任务目标 1 = 请判断下列三项陈述是否与关于求桥边的文本相符,每项回答“是”或“否”,并逐字引用该文本中起决定作用的原文:(a) 作者起初每加一条边就用Tarjan求一次桥边,并认为这样会超时;(b) 求LCA时,先让两个节点分别走到根节点,再比较两条路径;(c) 代码中将maxn定义为200010。

所给文本 =
= = = =

大意略。

思路:开始的每加一次边就用Tarjan求一次桥边,这样肯定超时了。后来发现,只要在x->y之间连一条边的话,那么在x->y以及到它们的LCA之间形成了一个环,那么之间割边都不存在了。

求LCA的做法:把它们上升到同一个层次,然后一起往父亲节点走即可。

#include <iostream>
#include <cstdlib>
#include <cstdio>
#include <string>
#include <cstring>
#include <cmath>
#include <vector>
#include <queue>
#include <algorithm>
#include <map>
using namespace std;

const int maxn = 100010;
const int maxm = 200010*2;

struct Edge
{
    int u, v;
    int next;
}edge[maxm];

int n, m;
int cnt;

int first[maxn];
int dfn[maxn], low[maxn], ins[maxn];

int top, scnt, tot;

int bridge[maxn];

int p[maxn];
int num;

void init()
{
    cnt = 0;
    top = scnt = tot = 0;
    memset(first, -1, sizeof(first));
    memset(ins, 0, sizeof(ins));
    memset(dfn, 0, sizeof(dfn));
    memset(low, 0, sizeof(low));
    memset(bridge, 0, sizeof(bridge));
    for(int i = 0; i <= n; i++) p[i] = i;
}

void read_graph(int u, int v)
{
    edge[cnt].v = v;
    edge[cnt].next = first[u], first[u] = cnt++;
}

void Tarjan(int u, int fa)
{
    low[u] = dfn[u] = ++tot;
    bool repeat = 0;
    for(int e = first[u]; e != -1; e = edge[e].next)
    {
        int v = edge[e].v;
        if(v == fa && !repeat) { repeat = 1; continue; }
        if(!dfn[v])

= = = =

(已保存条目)
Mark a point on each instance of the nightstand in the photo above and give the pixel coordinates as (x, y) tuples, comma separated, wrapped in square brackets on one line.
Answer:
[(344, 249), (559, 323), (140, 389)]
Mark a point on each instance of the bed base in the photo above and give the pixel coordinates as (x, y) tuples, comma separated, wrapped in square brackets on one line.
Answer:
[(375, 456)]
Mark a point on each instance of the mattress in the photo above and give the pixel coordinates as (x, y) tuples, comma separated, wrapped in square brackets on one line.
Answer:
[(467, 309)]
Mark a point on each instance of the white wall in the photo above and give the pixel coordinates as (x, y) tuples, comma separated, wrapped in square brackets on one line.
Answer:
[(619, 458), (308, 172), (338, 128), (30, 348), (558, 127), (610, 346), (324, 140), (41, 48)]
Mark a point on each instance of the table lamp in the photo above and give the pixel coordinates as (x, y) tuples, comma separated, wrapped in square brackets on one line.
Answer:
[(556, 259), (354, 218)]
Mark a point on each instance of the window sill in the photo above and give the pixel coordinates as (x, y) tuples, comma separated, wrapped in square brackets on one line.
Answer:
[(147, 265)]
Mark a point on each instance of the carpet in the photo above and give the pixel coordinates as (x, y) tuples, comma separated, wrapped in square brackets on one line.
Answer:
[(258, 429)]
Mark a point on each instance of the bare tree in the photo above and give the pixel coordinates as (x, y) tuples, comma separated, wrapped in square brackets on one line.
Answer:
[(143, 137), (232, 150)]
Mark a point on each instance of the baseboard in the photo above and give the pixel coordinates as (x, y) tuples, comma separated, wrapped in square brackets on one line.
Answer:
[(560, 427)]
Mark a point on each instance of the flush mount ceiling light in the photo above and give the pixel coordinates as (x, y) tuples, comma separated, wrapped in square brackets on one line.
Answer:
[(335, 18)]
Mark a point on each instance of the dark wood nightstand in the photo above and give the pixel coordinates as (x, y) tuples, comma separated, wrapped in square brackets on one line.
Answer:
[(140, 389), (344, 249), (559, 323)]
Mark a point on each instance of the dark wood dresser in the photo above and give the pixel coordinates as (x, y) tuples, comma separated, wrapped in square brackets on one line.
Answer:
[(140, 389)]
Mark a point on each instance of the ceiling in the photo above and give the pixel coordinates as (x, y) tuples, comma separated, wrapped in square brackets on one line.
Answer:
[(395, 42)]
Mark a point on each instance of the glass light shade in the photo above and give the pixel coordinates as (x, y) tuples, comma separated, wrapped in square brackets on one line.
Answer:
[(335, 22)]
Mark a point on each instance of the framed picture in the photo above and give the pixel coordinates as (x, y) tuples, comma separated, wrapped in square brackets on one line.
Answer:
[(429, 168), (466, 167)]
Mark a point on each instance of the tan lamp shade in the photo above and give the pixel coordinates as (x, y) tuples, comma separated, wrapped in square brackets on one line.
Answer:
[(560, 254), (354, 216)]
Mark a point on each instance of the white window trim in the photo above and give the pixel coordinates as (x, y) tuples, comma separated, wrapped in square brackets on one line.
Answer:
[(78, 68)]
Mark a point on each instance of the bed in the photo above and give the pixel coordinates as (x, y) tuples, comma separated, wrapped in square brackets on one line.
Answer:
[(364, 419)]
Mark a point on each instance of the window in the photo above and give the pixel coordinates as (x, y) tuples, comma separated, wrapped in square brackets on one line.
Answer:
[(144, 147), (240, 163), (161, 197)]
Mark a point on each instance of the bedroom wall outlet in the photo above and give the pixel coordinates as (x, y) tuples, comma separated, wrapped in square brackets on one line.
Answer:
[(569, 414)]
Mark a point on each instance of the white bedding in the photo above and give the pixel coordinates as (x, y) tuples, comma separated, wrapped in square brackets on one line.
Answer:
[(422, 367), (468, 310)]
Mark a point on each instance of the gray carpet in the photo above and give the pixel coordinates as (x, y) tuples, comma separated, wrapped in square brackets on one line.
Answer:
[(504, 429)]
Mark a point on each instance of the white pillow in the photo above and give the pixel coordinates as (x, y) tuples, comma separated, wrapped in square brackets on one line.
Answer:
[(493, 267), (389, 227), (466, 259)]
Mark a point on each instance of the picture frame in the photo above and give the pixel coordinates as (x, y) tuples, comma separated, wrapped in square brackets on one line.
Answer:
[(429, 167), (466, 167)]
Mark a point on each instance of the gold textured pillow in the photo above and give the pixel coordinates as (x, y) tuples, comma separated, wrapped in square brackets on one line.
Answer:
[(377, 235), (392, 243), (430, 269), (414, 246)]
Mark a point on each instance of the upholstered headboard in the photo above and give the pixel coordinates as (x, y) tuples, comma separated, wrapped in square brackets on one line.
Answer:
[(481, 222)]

= = = =

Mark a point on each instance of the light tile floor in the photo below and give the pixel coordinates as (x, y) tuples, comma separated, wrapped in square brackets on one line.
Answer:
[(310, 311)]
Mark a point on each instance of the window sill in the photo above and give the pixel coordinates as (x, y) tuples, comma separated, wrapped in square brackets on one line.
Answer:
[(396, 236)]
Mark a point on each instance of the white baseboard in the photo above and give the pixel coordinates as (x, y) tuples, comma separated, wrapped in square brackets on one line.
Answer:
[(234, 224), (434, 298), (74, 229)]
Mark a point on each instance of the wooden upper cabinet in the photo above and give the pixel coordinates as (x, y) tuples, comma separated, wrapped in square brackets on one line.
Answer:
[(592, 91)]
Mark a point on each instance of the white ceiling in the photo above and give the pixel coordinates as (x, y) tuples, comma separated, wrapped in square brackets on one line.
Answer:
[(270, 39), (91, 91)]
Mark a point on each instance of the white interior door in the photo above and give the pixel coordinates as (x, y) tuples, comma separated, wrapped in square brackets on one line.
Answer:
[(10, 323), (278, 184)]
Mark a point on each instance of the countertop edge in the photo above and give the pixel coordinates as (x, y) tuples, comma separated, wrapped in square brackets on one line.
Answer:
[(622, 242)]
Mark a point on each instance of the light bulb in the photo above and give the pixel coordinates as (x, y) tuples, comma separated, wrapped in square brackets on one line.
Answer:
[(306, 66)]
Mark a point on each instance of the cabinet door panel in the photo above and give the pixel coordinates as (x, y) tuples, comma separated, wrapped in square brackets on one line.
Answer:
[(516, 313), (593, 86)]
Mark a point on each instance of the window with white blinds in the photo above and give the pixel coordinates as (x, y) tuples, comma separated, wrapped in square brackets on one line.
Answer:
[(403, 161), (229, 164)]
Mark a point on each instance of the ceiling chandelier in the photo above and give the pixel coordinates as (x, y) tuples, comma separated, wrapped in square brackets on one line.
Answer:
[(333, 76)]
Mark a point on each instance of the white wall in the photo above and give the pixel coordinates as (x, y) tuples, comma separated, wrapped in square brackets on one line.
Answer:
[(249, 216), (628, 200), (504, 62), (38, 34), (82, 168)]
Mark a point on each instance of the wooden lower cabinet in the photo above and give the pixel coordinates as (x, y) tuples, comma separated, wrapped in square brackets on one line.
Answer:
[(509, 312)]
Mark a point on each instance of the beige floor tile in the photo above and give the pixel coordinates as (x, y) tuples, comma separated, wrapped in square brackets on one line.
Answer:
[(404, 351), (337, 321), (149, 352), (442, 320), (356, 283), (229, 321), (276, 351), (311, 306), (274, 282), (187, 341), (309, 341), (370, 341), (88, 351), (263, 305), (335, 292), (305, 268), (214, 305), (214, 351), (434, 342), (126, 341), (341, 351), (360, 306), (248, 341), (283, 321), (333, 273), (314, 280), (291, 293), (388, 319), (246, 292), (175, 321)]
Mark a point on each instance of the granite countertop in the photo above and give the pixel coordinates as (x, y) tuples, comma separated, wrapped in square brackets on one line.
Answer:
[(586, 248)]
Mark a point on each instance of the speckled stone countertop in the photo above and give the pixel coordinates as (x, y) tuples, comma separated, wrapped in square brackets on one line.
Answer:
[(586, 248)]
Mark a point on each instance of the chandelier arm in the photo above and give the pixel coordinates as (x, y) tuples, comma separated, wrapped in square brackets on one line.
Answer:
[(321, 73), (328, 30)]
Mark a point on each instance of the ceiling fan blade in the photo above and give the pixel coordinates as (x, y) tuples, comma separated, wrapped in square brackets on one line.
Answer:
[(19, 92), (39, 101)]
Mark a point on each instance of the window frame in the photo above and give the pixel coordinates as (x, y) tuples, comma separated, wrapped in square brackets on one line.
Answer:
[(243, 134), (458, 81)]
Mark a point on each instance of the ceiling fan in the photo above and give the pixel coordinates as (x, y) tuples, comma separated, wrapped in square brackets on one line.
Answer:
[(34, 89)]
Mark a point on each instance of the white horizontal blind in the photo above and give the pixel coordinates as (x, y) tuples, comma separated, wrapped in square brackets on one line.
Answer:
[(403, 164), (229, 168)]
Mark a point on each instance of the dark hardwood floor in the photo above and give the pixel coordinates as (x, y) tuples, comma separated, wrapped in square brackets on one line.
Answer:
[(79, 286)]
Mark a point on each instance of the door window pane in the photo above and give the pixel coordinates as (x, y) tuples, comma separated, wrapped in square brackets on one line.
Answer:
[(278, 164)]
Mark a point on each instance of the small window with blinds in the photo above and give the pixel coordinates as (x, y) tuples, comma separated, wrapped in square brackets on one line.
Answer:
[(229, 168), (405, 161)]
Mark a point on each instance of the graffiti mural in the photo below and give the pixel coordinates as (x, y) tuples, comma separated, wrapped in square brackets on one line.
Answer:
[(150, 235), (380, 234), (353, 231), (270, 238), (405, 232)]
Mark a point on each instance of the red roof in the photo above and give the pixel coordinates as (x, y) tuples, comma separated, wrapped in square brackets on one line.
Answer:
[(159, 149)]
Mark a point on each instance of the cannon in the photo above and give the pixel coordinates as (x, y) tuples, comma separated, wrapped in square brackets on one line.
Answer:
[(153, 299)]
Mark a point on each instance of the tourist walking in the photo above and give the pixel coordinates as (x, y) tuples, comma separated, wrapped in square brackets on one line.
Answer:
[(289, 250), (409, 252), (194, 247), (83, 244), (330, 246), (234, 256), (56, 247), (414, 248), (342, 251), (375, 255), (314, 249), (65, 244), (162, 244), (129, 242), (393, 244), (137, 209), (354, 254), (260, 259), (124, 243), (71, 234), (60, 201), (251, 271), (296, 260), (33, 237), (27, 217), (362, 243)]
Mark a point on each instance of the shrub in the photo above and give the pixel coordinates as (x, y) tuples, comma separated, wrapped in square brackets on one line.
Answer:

= = = =

任务目标 2 = 请将记录中从含有“Mark a point on each instance of the white ceiling”的那一行起,至含有“[(306, 66)]”的那一行止(两端均包括在内)的各行原样重新写出。

最终答案 1 =
(a) 是。“开始的每加一次边就用Tarjan求一次桥边,这样肯定超时了。”
(b) 否。“把它们上升到同一个层次,然后一起往父亲节点走即可。”
(c) 否。“const int maxn = 100010;”

最终答案 2 =
Mark a point on each instance of the white ceiling in the photo above and give the pixel coordinates as (x, y) tuples, comma separated, wrapped in square brackets on one line.
Answer:
[(270, 39), (91, 91)]
Mark a point on each instance of the white interior door in the photo above and give the pixel coordinates as (x, y) tuples, comma separated, wrapped in square brackets on one line.
Answer:
[(10, 323), (278, 184)]
Mark a point on each instance of the countertop edge in the photo above and give the pixel coordinates as (x, y) tuples, comma separated, wrapped in square brackets on one line.
Answer:
[(622, 242)]
Mark a point on each instance of the light bulb in the photo above and give the pixel coordinates as (x, y) tuples, comma separated, wrapped in square brackets on one line.
Answer:
[(306, 66)]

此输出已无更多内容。